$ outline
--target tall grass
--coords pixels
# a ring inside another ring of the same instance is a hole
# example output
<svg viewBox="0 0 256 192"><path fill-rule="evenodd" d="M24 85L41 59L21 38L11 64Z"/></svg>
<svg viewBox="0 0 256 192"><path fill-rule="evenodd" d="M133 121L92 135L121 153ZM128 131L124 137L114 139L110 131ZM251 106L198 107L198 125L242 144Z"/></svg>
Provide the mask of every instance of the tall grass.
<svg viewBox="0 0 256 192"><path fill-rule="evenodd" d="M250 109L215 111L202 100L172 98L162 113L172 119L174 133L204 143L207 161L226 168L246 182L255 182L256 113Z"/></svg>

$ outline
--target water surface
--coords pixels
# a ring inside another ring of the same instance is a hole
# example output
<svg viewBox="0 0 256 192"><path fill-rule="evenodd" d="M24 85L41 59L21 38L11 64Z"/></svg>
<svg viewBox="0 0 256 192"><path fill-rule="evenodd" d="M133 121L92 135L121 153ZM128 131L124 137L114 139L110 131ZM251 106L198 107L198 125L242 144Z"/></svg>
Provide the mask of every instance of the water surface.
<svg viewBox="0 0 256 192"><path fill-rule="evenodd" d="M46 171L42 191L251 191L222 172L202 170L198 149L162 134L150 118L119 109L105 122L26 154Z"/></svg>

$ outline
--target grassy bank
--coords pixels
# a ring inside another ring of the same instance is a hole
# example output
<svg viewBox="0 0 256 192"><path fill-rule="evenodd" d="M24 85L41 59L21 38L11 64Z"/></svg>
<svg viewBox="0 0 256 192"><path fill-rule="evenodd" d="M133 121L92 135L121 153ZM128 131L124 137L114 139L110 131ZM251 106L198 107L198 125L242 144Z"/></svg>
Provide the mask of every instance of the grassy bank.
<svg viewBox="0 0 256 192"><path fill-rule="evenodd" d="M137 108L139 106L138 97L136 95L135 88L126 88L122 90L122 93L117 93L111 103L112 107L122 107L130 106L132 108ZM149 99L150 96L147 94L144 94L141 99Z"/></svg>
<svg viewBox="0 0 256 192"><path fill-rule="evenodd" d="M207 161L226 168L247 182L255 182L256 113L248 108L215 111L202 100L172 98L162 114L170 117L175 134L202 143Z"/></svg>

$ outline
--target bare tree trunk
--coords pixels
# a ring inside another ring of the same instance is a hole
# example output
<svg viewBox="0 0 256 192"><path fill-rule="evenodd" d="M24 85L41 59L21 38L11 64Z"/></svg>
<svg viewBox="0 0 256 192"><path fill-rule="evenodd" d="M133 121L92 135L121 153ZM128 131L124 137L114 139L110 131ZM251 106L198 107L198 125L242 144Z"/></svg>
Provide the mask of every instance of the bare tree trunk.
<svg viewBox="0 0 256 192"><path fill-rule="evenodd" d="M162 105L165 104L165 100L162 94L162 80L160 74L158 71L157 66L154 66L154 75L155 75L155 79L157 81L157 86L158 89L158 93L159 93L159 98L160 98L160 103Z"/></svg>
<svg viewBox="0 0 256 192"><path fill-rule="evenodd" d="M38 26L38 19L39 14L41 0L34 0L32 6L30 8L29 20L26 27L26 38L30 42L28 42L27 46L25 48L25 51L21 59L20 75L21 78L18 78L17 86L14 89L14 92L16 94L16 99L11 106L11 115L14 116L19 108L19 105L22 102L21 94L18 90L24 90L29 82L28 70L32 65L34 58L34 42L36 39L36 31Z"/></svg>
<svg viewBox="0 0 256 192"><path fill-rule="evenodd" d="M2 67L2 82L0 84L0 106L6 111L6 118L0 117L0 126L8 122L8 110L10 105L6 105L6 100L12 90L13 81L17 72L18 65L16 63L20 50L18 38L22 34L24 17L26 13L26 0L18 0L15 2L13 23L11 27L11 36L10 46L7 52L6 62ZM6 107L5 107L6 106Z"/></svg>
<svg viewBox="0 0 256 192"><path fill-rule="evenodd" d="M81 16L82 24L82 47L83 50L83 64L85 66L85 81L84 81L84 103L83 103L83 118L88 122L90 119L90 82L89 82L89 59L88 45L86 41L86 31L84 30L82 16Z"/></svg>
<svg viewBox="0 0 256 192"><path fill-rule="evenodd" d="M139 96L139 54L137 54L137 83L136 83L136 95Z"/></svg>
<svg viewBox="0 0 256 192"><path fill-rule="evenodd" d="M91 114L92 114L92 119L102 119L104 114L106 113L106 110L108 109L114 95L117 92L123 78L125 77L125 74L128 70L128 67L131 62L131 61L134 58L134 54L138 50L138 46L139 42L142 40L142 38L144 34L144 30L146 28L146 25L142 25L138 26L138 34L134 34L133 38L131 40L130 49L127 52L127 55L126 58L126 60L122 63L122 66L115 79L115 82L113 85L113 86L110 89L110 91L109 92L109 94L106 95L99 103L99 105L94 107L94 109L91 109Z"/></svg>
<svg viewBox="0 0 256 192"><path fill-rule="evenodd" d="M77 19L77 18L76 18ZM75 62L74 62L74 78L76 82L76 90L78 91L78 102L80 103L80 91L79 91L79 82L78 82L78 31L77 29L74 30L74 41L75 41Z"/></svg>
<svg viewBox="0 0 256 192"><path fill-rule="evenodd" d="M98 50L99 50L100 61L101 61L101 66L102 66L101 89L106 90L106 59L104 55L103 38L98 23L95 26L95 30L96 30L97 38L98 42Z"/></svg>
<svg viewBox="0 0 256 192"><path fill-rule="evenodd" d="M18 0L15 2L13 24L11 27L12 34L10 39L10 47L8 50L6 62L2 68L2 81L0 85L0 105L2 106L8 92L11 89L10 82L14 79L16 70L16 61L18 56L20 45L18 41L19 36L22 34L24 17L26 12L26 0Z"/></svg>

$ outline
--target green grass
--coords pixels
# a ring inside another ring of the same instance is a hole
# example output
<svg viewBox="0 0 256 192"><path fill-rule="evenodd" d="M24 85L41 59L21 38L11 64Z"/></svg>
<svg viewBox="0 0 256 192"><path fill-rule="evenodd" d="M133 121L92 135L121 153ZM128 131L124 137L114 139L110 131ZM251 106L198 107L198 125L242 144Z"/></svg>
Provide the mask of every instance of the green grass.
• • • • • • •
### Exercise prompt
Can you edit the listing by changing every "Provide" to "Return" and leaving all other text as it is?

### Exercise solution
$ outline
--target tall grass
--coords pixels
# a ring inside another ring of the same instance is a hole
# example output
<svg viewBox="0 0 256 192"><path fill-rule="evenodd" d="M24 85L41 59L21 38L11 64Z"/></svg>
<svg viewBox="0 0 256 192"><path fill-rule="evenodd" d="M133 121L92 135L121 153ZM128 131L124 137L114 139L110 131ZM251 106L198 107L198 125L242 144Z"/></svg>
Return the mask of every instance of the tall grass.
<svg viewBox="0 0 256 192"><path fill-rule="evenodd" d="M250 109L215 111L202 100L172 98L162 113L172 119L174 133L204 143L207 161L226 168L246 182L255 182L256 113Z"/></svg>

$ outline
--target water surface
--coords pixels
# a ring inside another ring of the same instance is a hole
# example output
<svg viewBox="0 0 256 192"><path fill-rule="evenodd" d="M24 85L41 59L21 38L11 64Z"/></svg>
<svg viewBox="0 0 256 192"><path fill-rule="evenodd" d="M133 121L92 135L121 153ZM128 131L124 137L114 139L110 131ZM251 106L198 107L198 125L242 144Z"/></svg>
Return the mask of every instance of the water surface.
<svg viewBox="0 0 256 192"><path fill-rule="evenodd" d="M46 171L42 191L251 191L222 172L202 170L198 149L162 134L150 118L119 109L105 122L26 154Z"/></svg>

$ outline
--target grassy bank
--coords pixels
# a ring inside another ring of the same instance is a hole
# example output
<svg viewBox="0 0 256 192"><path fill-rule="evenodd" d="M24 85L41 59L21 38L11 64Z"/></svg>
<svg viewBox="0 0 256 192"><path fill-rule="evenodd" d="M133 121L92 135L121 153ZM128 131L124 137L114 139L110 131ZM251 106L198 107L198 125L242 144Z"/></svg>
Return the mask of every instance of the grassy bank.
<svg viewBox="0 0 256 192"><path fill-rule="evenodd" d="M137 108L139 106L138 97L136 95L135 88L126 88L122 90L122 93L117 93L111 103L112 107L122 107L130 106L132 108ZM149 99L150 96L147 94L144 94L141 99Z"/></svg>
<svg viewBox="0 0 256 192"><path fill-rule="evenodd" d="M207 161L226 168L247 182L255 182L256 113L248 108L215 111L202 100L172 98L162 114L170 117L175 134L202 143Z"/></svg>

$ outline
--target bare tree trunk
--coords pixels
# a ring inside another ring of the same instance is a hole
# example output
<svg viewBox="0 0 256 192"><path fill-rule="evenodd" d="M24 85L41 59L21 38L11 64Z"/></svg>
<svg viewBox="0 0 256 192"><path fill-rule="evenodd" d="M133 121L92 135L121 153ZM128 131L124 137L114 139L110 131ZM251 106L198 107L198 125L242 144Z"/></svg>
Return the mask of every instance of the bare tree trunk.
<svg viewBox="0 0 256 192"><path fill-rule="evenodd" d="M162 105L165 104L165 100L162 94L162 80L160 74L158 71L157 66L154 66L154 75L155 75L155 79L157 81L157 86L158 89L158 93L159 93L159 98L160 98L160 103Z"/></svg>
<svg viewBox="0 0 256 192"><path fill-rule="evenodd" d="M38 26L38 19L39 14L41 0L34 0L32 6L30 8L29 20L26 27L26 38L30 42L28 42L27 46L25 48L25 51L21 59L20 75L21 78L18 78L17 86L14 89L14 92L16 94L16 99L11 106L11 115L14 116L19 108L19 105L22 102L21 94L18 90L24 90L29 82L28 70L32 65L34 58L34 42L36 39L36 31Z"/></svg>
<svg viewBox="0 0 256 192"><path fill-rule="evenodd" d="M2 67L2 82L0 84L0 106L6 111L6 118L0 117L0 126L8 122L8 110L10 105L6 105L6 100L12 90L13 81L17 72L18 65L16 63L20 50L18 38L22 34L24 17L26 13L26 0L18 0L15 2L13 23L11 27L11 36L10 46L7 52L6 62ZM6 107L5 107L6 106Z"/></svg>
<svg viewBox="0 0 256 192"><path fill-rule="evenodd" d="M81 16L82 24L82 47L83 50L83 64L85 66L85 81L84 81L84 103L83 103L83 118L88 122L90 119L90 82L89 82L89 59L88 45L86 41L86 31L84 30L82 16Z"/></svg>
<svg viewBox="0 0 256 192"><path fill-rule="evenodd" d="M139 96L139 54L137 54L137 83L136 83L136 95Z"/></svg>
<svg viewBox="0 0 256 192"><path fill-rule="evenodd" d="M91 114L92 114L92 119L102 119L104 114L106 113L106 110L108 109L114 95L117 92L123 78L125 77L125 74L128 70L128 67L131 62L131 61L134 58L134 54L138 50L138 46L139 42L142 40L142 38L144 34L144 30L146 28L146 25L142 25L138 26L138 34L134 34L133 38L131 40L130 49L127 52L127 55L126 58L126 60L122 63L122 66L115 79L115 82L113 85L113 86L110 89L110 91L109 92L109 94L106 95L99 103L99 105L94 107L94 109L91 109Z"/></svg>
<svg viewBox="0 0 256 192"><path fill-rule="evenodd" d="M77 19L77 18L76 18ZM75 62L74 62L74 78L76 82L76 90L78 91L78 102L80 103L80 91L79 91L79 82L78 82L78 31L77 29L74 30L74 41L75 41Z"/></svg>
<svg viewBox="0 0 256 192"><path fill-rule="evenodd" d="M98 50L99 50L100 61L101 61L101 66L102 66L101 89L106 90L106 59L104 55L103 38L98 23L95 26L95 30L96 30L97 38L98 42Z"/></svg>
<svg viewBox="0 0 256 192"><path fill-rule="evenodd" d="M18 0L15 2L13 24L11 27L12 34L10 39L10 47L8 50L6 62L2 68L2 81L0 85L0 105L2 106L8 92L11 89L10 82L14 79L16 70L16 61L18 56L20 45L18 41L19 36L22 34L24 17L26 12L26 0Z"/></svg>

$ outline
--target green grass
--coords pixels
# a ring inside another ring of the same instance is a hole
# example output
<svg viewBox="0 0 256 192"><path fill-rule="evenodd" d="M24 85L41 59L21 38L11 64Z"/></svg>
<svg viewBox="0 0 256 192"><path fill-rule="evenodd" d="M133 121L92 135L121 153ZM128 131L124 137L114 139L110 131ZM251 106L198 107L198 125L242 144Z"/></svg>
Return the mask of every instance of the green grass.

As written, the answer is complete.